#### 選んだ本文:
%%
共通テストでは、知識を前提としながらもこれまで以上に思考力や判断力、表現力、そして主体性を持って他者と協力して共に学ぶ態度を見極めます。そのため、従来のセンター試験のよいところは引き継ぎつつも、出題形式や問題の質などが見直されました。
ただ、今のところ2020年1月末に発表されたものが基本方針となっていますが、変更される可能性もあるため注意しましょう。
共通テストの仕組み
共通テストは、独立行政法人「大学入試センター」と各大学が協力し、全国同一日程、同一問題で行われるテストです。
以下は、共通テストの受験が必要な人です。
- 国公立大学を受験
- 私立大学の共通試験利用
- 私立大学の共通試験併用型
共通テストは国公立大学を受験する際の1次試験として利用され、共通テストと個別試験の合計で合否が決まります。
たとえば、東京大学などでは第1段階選抜という試験が実施されており、大学が設定した基準点を下回ると2次試験を受けられないので注意が必要です。
また、共通テスト利用入試には、「単独型」と「併用型」があります。
単独型は大学入学共通テストの成績のみで合否が決まる方法で、併用型は共通テストのほかに大学独自の試験が課される方法です。科目や配点比率については、大学や学部学科によって違ってきますので、募集要項をよく読むようにしましょう。
とくに注意すべきなのは、理科です。理科は科目選択のパターンが4つあるため、志願する可能性のある大学の受験科目をしっかりとチェックして学習計画を立てる必要があります。
共通テストの出願の流れ
共通テストの出願の流れについても知っておかなければいけません。以下は、共通テスト受験までの流れです。
%%
#### 提供データ:
%%
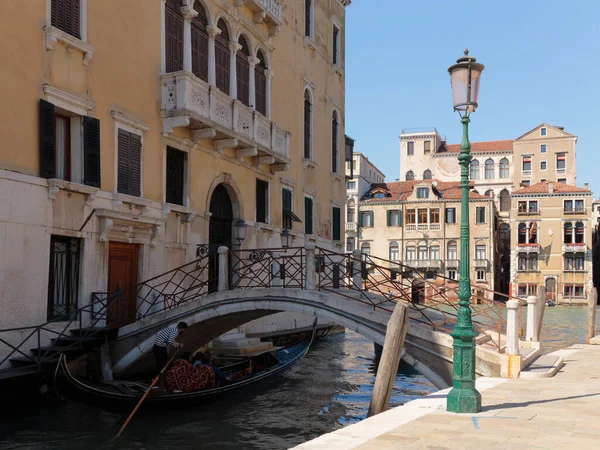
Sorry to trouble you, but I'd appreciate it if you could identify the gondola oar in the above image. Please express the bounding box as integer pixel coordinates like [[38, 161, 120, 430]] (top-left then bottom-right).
[[113, 346, 181, 440]]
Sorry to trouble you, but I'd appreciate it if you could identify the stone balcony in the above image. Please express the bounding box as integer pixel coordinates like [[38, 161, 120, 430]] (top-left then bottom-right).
%%
#### 取り組む課題:
**A.** 本文の内容を2文でまとめてください。
**B.** 本文の「たとえば、東京大学などでは第」から「計画を立てる必要があります。」までの部分を、「単独型」を「単独方式」に変えて書き直してください。

#### 課題ごとの回答:
**A.** 共通テストは、大学入試センターと各大学が協力して全国同一日程・同一問題で行うテストで、知識を前提に思考力や判断力、表現力、主体性を持って他者と協力して学ぶ態度を見極めます。国公立大学では1次試験として個別試験との合計で合否が決まり、共通テスト利用入試には単独型と併用型があるので、科目や配点比率は募集要項で確かめ、とくに理科は志願する可能性のある大学の受験科目を確認する必要があります。

**B.**
たとえば、東京大学などでは第1段階選抜という試験が実施されており、大学が設定した基準点を下回ると2次試験を受けられないので注意が必要です。
また、共通テスト利用入試には、「単独方式」と「併用型」があります。
単独方式は大学入学共通テストの成績のみで合否が決まる方法で、併用型は共通テストのほかに大学独自の試験が課される方法です。科目や配点比率については、大学や学部学科によって違ってきますので、募集要項をよく読むようにしましょう。
とくに注意すべきなのは、理科です。理科は科目選択のパターンが4つあるため、志願する可能性のある大学の受験科目をしっかりとチェックして学習計画を立てる必要があります。